* STATED GOAL *
List the words that the essay on the value of money says are all used to describe the same thing.

* DOCUMENT SECTION *
The Value Of Money And What It Really Means

by Evelyn Pelczar

Money is a dependent variable that affects the many decisions people make in their lives, ranging from collegiate enrollment and job decisions to simple/major investments. Inadvertently or intentionally we make some of our biggest life decisions in accordance with money. But what makes money so fascinating? Perhaps it’s the idea that these multi-colored bills and coins in our wallets allow us to set occupational goals for future successes or squander them.

There seems to be more to the face-value of a dollar bill than at first glance. Currency, money, wealth and sometimes power, are all words used to describe the same thing; a certain acquisition of financial stability to the point of security and comfort. Now money in its physical form is paper and coins, which have a higher representation as a standard of currency within a region. This definition highlights the conventions of money in an economical way. However, money on a more intimate level comes to represent something entirely different to mankind.

Happiness can’t be bought, but show me a sad person buying a new Mercedes or BMW. The relationship between money and its owner is in how it’s handled. Money can be a gateway toward happiness and financial safety, a grave into debt and IOUs, or a lock and safe for the more greed-driven.

* DATA PROVIDED *
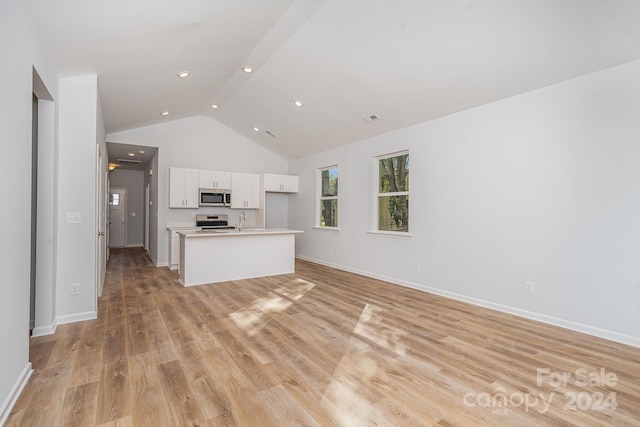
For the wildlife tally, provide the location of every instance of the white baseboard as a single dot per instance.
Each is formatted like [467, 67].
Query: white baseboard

* RESPONSE TO THE TASK *
Currency, money, wealth, power